Natural-language object grounding data:
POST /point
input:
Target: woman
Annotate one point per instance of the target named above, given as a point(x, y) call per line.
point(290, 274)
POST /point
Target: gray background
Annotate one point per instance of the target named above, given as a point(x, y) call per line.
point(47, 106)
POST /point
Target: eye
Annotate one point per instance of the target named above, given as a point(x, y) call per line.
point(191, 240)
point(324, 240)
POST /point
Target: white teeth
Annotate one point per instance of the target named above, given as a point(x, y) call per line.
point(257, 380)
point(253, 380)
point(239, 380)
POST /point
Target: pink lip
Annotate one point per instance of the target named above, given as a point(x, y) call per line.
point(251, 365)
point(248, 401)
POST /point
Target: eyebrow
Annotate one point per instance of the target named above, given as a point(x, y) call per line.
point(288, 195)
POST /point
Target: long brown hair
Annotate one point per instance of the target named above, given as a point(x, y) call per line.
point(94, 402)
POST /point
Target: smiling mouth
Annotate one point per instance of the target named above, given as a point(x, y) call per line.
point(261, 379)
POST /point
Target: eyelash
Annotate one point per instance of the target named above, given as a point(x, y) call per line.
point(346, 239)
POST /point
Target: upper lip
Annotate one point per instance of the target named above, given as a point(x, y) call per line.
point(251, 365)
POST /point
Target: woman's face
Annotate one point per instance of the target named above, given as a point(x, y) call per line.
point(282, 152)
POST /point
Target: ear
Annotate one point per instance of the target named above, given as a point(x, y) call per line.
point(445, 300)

---

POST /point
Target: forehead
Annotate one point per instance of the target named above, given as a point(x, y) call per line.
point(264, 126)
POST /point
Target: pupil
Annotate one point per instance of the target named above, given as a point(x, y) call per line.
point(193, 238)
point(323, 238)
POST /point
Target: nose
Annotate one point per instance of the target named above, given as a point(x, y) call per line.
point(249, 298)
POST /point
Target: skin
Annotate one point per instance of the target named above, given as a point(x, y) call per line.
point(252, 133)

* * *

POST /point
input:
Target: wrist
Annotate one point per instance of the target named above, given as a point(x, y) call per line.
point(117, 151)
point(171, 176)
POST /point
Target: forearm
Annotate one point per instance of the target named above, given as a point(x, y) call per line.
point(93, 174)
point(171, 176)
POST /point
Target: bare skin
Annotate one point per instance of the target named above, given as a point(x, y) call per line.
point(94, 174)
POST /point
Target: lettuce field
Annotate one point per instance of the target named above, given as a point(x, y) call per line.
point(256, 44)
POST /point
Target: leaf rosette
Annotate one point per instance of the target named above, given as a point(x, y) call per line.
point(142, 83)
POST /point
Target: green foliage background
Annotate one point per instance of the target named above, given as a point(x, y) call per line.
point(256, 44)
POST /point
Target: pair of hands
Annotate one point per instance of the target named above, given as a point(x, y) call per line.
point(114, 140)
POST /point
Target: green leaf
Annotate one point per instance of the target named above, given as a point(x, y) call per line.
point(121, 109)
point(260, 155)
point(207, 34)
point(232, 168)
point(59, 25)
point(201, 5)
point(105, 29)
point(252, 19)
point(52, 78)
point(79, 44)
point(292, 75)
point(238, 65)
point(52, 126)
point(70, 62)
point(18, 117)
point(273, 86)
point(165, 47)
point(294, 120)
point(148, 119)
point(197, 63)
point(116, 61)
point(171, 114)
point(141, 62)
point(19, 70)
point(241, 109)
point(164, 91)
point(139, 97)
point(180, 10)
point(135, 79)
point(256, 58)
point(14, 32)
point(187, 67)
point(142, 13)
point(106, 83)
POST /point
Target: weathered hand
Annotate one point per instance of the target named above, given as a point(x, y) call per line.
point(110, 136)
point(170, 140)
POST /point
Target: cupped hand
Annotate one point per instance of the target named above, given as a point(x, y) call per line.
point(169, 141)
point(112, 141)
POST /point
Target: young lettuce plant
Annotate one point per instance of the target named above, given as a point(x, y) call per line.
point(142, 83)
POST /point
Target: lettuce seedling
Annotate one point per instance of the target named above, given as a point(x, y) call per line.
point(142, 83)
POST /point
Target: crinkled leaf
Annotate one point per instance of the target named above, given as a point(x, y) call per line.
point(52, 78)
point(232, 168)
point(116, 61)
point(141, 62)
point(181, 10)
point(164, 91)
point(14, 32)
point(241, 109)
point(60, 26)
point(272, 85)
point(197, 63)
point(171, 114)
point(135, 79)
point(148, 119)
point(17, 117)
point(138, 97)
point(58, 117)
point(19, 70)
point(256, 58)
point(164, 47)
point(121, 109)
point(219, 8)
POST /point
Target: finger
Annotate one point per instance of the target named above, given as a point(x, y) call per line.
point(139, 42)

■ WHAT YOU NEED TO DO ■
Every line of the records containing the word "leaf" must appear in the answer.

■ RESPONSE BELOW ■
Target: leaf rosette
Target: green leaf
Target: crinkled leaf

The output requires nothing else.